___ Excerpted data

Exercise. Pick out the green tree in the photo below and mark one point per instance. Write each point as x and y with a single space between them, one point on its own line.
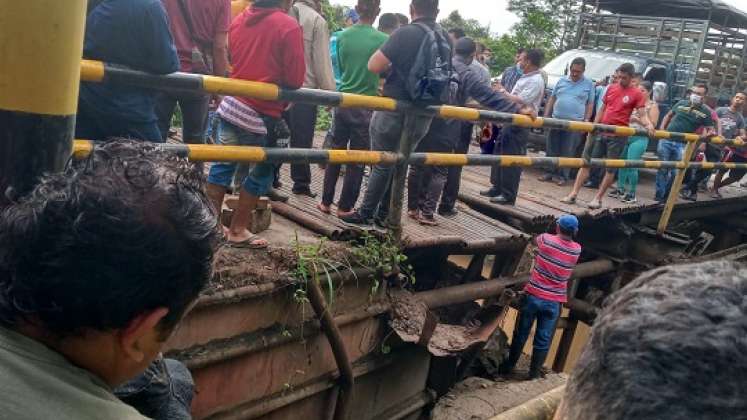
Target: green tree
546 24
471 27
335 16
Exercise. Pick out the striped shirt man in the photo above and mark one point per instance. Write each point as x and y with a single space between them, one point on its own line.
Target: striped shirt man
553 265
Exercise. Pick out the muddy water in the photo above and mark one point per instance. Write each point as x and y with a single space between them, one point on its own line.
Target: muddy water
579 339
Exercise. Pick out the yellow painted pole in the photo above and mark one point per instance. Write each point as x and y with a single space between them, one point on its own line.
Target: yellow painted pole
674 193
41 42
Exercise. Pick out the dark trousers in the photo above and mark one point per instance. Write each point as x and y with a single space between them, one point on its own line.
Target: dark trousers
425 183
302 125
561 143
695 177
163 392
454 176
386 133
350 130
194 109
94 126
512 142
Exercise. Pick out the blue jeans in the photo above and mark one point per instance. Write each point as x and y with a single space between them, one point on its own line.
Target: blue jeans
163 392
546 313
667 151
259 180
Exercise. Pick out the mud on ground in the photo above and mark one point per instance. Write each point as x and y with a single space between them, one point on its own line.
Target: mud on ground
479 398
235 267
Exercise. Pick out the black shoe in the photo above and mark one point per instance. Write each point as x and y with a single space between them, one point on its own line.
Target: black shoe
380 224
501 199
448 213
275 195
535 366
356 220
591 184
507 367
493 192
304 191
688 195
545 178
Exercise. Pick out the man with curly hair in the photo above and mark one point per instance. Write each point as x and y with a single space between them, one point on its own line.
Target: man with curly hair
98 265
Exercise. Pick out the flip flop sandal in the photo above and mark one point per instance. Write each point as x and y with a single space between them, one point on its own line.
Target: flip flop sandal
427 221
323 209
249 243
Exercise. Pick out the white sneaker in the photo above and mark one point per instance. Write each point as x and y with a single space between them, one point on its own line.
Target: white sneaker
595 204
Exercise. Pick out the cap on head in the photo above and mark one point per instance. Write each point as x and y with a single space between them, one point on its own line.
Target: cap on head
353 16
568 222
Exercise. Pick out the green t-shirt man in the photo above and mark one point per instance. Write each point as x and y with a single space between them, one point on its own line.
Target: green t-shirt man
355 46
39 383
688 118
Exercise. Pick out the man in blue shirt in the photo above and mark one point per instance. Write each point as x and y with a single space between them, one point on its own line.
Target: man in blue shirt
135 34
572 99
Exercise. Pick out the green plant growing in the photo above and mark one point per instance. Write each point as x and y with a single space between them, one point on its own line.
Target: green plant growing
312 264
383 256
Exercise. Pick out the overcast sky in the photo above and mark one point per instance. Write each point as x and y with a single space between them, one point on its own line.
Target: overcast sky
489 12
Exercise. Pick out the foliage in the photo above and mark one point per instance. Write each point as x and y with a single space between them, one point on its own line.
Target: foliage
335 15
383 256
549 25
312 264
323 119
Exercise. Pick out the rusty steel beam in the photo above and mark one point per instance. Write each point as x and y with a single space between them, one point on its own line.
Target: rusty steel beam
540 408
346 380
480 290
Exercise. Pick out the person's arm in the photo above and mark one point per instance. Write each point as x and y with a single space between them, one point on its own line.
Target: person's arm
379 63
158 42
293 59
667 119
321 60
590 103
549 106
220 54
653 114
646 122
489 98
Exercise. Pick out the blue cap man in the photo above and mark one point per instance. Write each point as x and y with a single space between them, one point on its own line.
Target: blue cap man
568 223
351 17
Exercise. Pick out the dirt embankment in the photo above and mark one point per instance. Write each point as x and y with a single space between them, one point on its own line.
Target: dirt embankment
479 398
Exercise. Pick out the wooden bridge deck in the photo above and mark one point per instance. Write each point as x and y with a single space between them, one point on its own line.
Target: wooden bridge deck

______

Exercise prompt: Reproduce exactly the lines from the one containing "Exercise. Pick out the blue cap" through the last line of the records above, including both, and nothing else.

The output:
Exercise. Pick out the blue cap man in the photo above and mark one point per instance. Write each point as x and y with a single space between them, one point on its own line.
Target: blue cap man
568 223
351 17
Exercise. Pick out the dirt embankment in the photo above and mark one point per instance. Write each point as x and y with a single space between them, one point on its own line.
Target: dirt embankment
479 398
Exercise. Pick out the wooden bridge deck in the photo above and mark one point per instance. Write each point as x and y with a single space between them, one point on its own line.
Target: wooden bridge deck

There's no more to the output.